#### [Prompt A]
Summarize the family anecdotes in two sentences.
#### [Prompt B]
Repeat the stretch of the family anecdotes from "That would be" through "be doing it!", word for word.
#### [Prompt C]
Finish out the next part of the family anecdotes, picking up right after their final sentence.

-- start of Selected passage --

“I was just imagining that I was falling off a mountain and what would be the most stupid things to think about at that moment.
I think number one would be thinking about what to make for Arts and Crafts and number two would be telling myself to stop talking to myself: “Stop talking to yourself, you’re falling off a mountain, stop talking to yourself!”
That would be really dumb.”
Molly (7) on What not to think about when you’re falling off a mountain.
The sexiest thing you can hear your husband say is: “Come here. I’m taking you to bed.”
…to a baby while lifting him out of his high-chair. Uh. So sexy.
The second sexiest: “You’re so dirty. Let me change your nappy.”
Also said to a baby, sure.
Molly and Benny have to tidy up their room, where Oskar also plays, every evening before going to sleep. Last night I had a great opportunity to hear them complain to each other:
-It’s not fair! Why do we have to clean up after Oskar? Mama’s with him, she should be doing it!
-But she does a lot of other things…
-Did she play with us all day? No! Did she do what we wanted? No. And what do we have to do? Do some drawings, tidy up…
-You’re right, it’s not fair, Molly.
-And you don’t know how hard it is to go to school, Benny! Why do the teachers get paid when we have to work hard? We work and when we complain, we get a time out!
-Yes! We should get the opposite of time out! We should get one million kuna!
I thought Benny was on the right track at the start of the discussion, but Molly’s arguments were impossible to refute. Life really isn’t fair.
Being quarantined with limited sources of entertainment is turning Molly into a proper foodie. She takes pleasure in eating and thinks about various flavours and how they combine. She already started giving me cooking advice. For example: the pasta sauce I made today, in her opinion, lacked mayonnaise.
This is a huge improvement from her wanting to put chocolate into everything.

-- end of Selected passage --
-- start of Data --

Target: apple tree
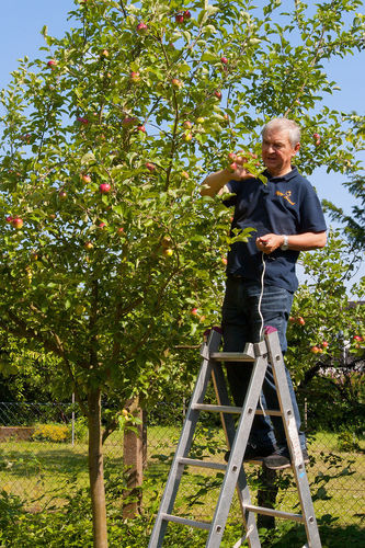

-- end of Data --

#### [Exercise answer A]
Seven-year-old Molly imagines the silliest things to think about while falling off a mountain, and the "sexiest" things a husband can say turn out to be said to a baby. Molly and Benny complain that tidying a room Oskar also plays in is unfair, and Molly becomes a foodie during quarantine who says the pasta sauce lacked mayonnaise.

#### [Exercise answer B]
That would be really dumb.”
Molly (7) on What not to think about when you’re falling off a mountain.
The sexiest thing you can hear your husband say is: “Come here. I’m taking you to bed.”
…to a baby while lifting him out of his high-chair. Uh. So sexy.
The second sexiest: “You’re so dirty. Let me change your nappy.”
Also said to a baby, sure.
Molly and Benny have to tidy up their room, where Oskar also plays, every evening before going to sleep. Last night I had a great opportunity to hear them complain to each other:
-It’s not fair! Why do we have to clean up after Oskar? Mama’s with him, she should be doing it!

#### [Exercise answer C]
Molly, when Jay said he was making Mexican food for dinner: “I wish I was a grown-up so that I could order food for myself!”
Seven-year-old Molly already gave up on grown-up Molly’s cooking skills.
Me at 1 am: “Crap! I forgot about Molly’s tooth!”
I grab 20kn from Jay’s wallet, run to Molly’s room, I try to find her tooth under the pillow but can’t do it without potentially waking her up so I just leave the money next to her pillow.
Molly at 3:30am: “Dada, my tooth is still under my pillow! Do you think the tooth fairy will come tonight?”
Jay doesn’t know I already left he money, so he waits until Molly’s asleep again, gets 20kn from my wallet, folds the note neatly, wraps it with a piece of string, retrieves Molly’s tooth from under her pillow and replaces it with a gift from the tooth fairy.
Molly at 6:30am: “Wow! I got 40 kuna! The tooth fairy wrapped this 20kn note really nicely and the other one… maybe fell out of her pocket?”
What a lucky girl! Two tooth fairies! One thoughtful and careful who pays attention to details and… the other one.
When your throat’s a bit sore:
December 2019: “I might be getting a cold.”
March 2020: “WE’RE ALL GONNA DIE!!!”
Molly, Benny and Jay watching a film in the evening:
M: “Why did she do that?”
J: “What? I don’t know. To be honest, I fell asleep for a bit.”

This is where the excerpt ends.